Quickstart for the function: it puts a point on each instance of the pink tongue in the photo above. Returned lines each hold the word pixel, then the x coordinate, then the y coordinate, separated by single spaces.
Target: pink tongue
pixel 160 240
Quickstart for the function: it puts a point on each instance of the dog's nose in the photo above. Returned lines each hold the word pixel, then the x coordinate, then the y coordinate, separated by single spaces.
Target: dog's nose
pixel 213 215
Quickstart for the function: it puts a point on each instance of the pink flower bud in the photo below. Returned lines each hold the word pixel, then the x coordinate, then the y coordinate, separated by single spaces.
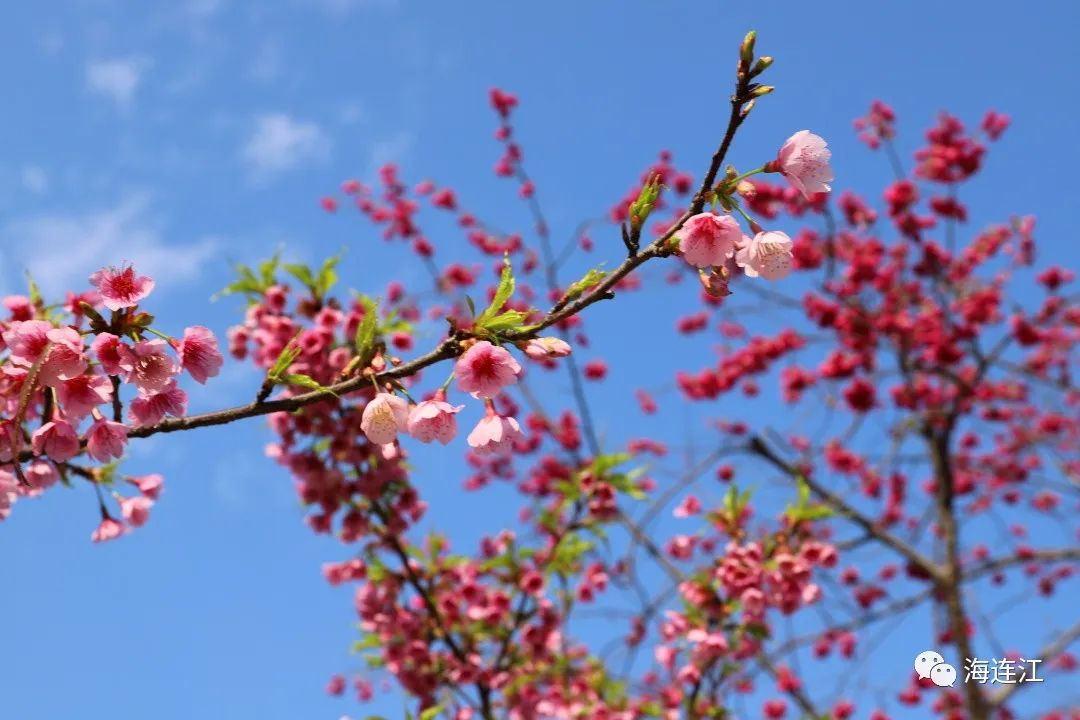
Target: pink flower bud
pixel 148 485
pixel 434 420
pixel 121 287
pixel 56 439
pixel 109 529
pixel 136 510
pixel 106 439
pixel 768 255
pixel 199 353
pixel 485 369
pixel 804 160
pixel 707 239
pixel 150 408
pixel 495 434
pixel 385 416
pixel 115 356
pixel 542 348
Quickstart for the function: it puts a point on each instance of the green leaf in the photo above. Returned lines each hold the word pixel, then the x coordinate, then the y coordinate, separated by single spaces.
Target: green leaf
pixel 502 293
pixel 640 208
pixel 327 275
pixel 307 381
pixel 593 277
pixel 302 273
pixel 35 290
pixel 268 270
pixel 287 356
pixel 504 322
pixel 367 331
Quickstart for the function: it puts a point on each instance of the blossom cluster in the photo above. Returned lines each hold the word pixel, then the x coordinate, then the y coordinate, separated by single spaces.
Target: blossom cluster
pixel 715 242
pixel 63 377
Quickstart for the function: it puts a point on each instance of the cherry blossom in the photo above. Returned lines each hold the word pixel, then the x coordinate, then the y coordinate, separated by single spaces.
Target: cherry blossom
pixel 120 287
pixel 707 240
pixel 804 160
pixel 767 254
pixel 485 369
pixel 434 419
pixel 385 416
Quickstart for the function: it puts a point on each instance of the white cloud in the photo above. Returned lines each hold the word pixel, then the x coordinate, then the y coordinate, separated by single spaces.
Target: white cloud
pixel 346 7
pixel 280 143
pixel 116 79
pixel 61 250
pixel 389 150
pixel 203 8
pixel 34 179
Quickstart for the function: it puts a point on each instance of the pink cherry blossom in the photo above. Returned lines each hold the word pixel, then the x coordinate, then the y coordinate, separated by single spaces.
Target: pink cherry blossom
pixel 153 367
pixel 804 160
pixel 707 239
pixel 57 439
pixel 485 369
pixel 199 353
pixel 65 358
pixel 81 394
pixel 149 485
pixel 768 255
pixel 434 420
pixel 150 408
pixel 28 339
pixel 106 439
pixel 9 490
pixel 41 475
pixel 543 348
pixel 136 510
pixel 121 287
pixel 115 356
pixel 495 434
pixel 109 529
pixel 385 416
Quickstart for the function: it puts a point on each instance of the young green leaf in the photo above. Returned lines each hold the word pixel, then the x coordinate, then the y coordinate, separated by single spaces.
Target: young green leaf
pixel 306 381
pixel 287 356
pixel 593 277
pixel 366 331
pixel 502 293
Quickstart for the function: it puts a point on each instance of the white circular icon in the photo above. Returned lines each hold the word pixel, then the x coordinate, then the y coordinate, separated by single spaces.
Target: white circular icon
pixel 943 675
pixel 926 661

......

> _Work to complete_
Repeat the material above exactly; pictures do not belong in the copy.

> _Response area_
Quickstart for the function: it puts a point on each instance of the pink tongue in the photo above. Returned lines each hold the word pixel, then the x coordinate, then the y coordinate, separated by single spaces.
Target: pink tongue
pixel 160 240
Quickstart for the function: it puts a point on each instance of the dog's nose in the photo above. Returned lines each hold the word pixel, then the x coordinate, then the y coordinate, separated by single spaces.
Target: dog's nose
pixel 213 215
Quickstart for the function: it puts a point on each instance of the pink flower bud in the photo below. Returned lines each hold the word pixel, then the x coordinate, then the y coordinate, separated by single spaces.
Target: pink flower bud
pixel 148 485
pixel 434 420
pixel 121 287
pixel 56 439
pixel 109 529
pixel 136 510
pixel 106 439
pixel 768 255
pixel 199 353
pixel 485 369
pixel 804 160
pixel 707 239
pixel 150 408
pixel 495 434
pixel 385 416
pixel 115 356
pixel 542 348
Quickstart for the function: it puts a point on each instance of the green leaf in the photo above. Returned lines each hold the word pixel, then the x coordinate, then the y coordinate, separated by single spaces.
Target: green leaf
pixel 502 293
pixel 640 208
pixel 327 275
pixel 307 381
pixel 593 277
pixel 302 273
pixel 35 290
pixel 268 270
pixel 287 356
pixel 504 322
pixel 367 331
Quickstart for the function: it puts a point on each instance of the blossom cluster in the photo above. Returned lines each hold the word pixel, then the x coordinate, then the y coordinate, separated by single spaces.
Target: blossom cluster
pixel 715 242
pixel 63 377
Quickstart for the function: it puts a point on each instance of the cherry blossom in the photo above. Returned lines each hold the word pixel, then the x coordinate, then the y coordinate, separated by single spaces.
Target: cherry blossom
pixel 120 287
pixel 707 240
pixel 804 160
pixel 767 254
pixel 485 369
pixel 434 419
pixel 385 416
Quickstart for the function: it puts a point on each instance of the white cloud in the photo above. Returned lines each hold the word pixel, then the x coordinate, then the y coordinate, separated by single spaces.
Target: white cloud
pixel 346 7
pixel 280 143
pixel 116 79
pixel 61 250
pixel 389 150
pixel 203 8
pixel 34 179
Quickstart for the function: it puts a point on each instance of the pink cherry blossom in the photo above. Returned lines each hold the word pixel, then the x coordinate, then the y coordinate, separated by single spaces.
Target: pink cherry blossom
pixel 153 367
pixel 804 160
pixel 707 239
pixel 57 439
pixel 485 369
pixel 199 353
pixel 65 358
pixel 81 394
pixel 149 485
pixel 768 255
pixel 434 420
pixel 150 408
pixel 28 339
pixel 106 439
pixel 9 490
pixel 41 475
pixel 543 348
pixel 136 510
pixel 121 287
pixel 115 356
pixel 495 434
pixel 109 529
pixel 385 416
Quickstart for the function: it puts a point on each instance of the young green leaf in the photo above. Returned lines each hold the word pixel, then the x coordinate, then the y coordinate, separated by single spaces.
Target: young green leaf
pixel 306 381
pixel 287 356
pixel 593 277
pixel 366 331
pixel 502 293
Quickstart for the function: it puts a point on each instance of the white circular icon in the photo above. Returned lines each hold the word pixel, then the x coordinate, then the y coordinate, separated by single spaces.
Target: white circular icon
pixel 943 675
pixel 926 661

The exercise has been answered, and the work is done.